**TÂCHE:** Recopiez intégralement, sans la moindre modification, le texte sur le virus et la régionalisation.

**EXTRAIT À LIRE:**
———

Envoyer à un ami | Version à imprimer | Version en PDF

Virus et régionalisation

par Akram Belkaïd, Paris

C’est un classique des prévisions et des médias spécialisés. A chaque événement d’importance planétaire, l’interrogation porte sur ses conséquences économiques directes et indirectes. Une guerre au Proche-Orient ? On anticipe une hausse des prix du brut et l’impact récessionniste sur l’activité mondiale. Une catastrophe naturelle ? Les calculs sont plus compliqués, le coût des destructions étant «compensé» par les bénéfices à venir de la reconstruction (quand elle a lieu). Ces derniers temps, c’est le coronavirus qui sévit, principalement en Chine qui fait l’actualité avec plusieurs centaines de décès. Villes confinées, quarantaines, fermetures d’usines, limitation des déplacements : il est évident que cette grave crise sanitaire aura d’importantes conséquences.

———

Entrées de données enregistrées

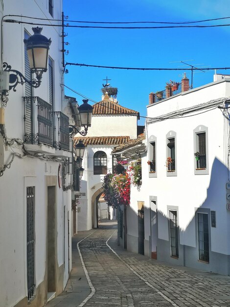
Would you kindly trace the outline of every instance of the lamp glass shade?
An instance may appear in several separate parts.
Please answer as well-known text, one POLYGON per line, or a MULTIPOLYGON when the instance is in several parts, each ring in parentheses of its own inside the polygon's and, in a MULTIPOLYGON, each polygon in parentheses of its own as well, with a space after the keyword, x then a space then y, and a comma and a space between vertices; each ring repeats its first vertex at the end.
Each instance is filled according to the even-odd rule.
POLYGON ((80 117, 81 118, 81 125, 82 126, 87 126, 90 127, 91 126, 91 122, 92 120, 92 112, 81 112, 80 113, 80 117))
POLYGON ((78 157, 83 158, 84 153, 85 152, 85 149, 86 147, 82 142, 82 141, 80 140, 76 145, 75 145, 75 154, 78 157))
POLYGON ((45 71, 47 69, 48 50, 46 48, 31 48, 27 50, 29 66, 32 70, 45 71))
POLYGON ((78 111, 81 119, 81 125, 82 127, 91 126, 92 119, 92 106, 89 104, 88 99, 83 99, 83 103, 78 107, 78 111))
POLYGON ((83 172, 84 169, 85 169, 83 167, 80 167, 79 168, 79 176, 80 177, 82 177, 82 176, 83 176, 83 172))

———

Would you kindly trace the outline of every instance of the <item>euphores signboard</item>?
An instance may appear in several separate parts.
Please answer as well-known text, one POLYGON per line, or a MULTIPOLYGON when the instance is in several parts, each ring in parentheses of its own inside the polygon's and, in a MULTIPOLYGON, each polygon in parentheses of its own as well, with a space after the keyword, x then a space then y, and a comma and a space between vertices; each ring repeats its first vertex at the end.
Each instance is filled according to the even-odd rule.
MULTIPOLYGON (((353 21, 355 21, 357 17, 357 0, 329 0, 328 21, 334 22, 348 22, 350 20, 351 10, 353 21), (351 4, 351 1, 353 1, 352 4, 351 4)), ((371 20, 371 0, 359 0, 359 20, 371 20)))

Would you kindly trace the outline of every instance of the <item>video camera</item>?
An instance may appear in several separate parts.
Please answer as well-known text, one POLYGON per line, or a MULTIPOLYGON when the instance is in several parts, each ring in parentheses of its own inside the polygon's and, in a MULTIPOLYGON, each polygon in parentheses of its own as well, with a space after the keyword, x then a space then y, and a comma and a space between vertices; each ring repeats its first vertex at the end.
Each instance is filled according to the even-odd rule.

———

**RÉSULTAT ATTENDU:**
Envoyer à un ami | Version à imprimer | Version en PDF

Virus et régionalisation

par Akram Belkaïd, Paris

C’est un classique des prévisions et des médias spécialisés. A chaque événement d’importance planétaire, l’interrogation porte sur ses conséquences économiques directes et indirectes. Une guerre au Proche-Orient ? On anticipe une hausse des prix du brut et l’impact récessionniste sur l’activité mondiale. Une catastrophe naturelle ? Les calculs sont plus compliqués, le coût des destructions étant «compensé» par les bénéfices à venir de la reconstruction (quand elle a lieu). Ces derniers temps, c’est le coronavirus qui sévit, principalement en Chine qui fait l’actualité avec plusieurs centaines de décès. Villes confinées, quarantaines, fermetures d’usines, limitation des déplacements : il est évident que cette grave crise sanitaire aura d’importantes conséquences.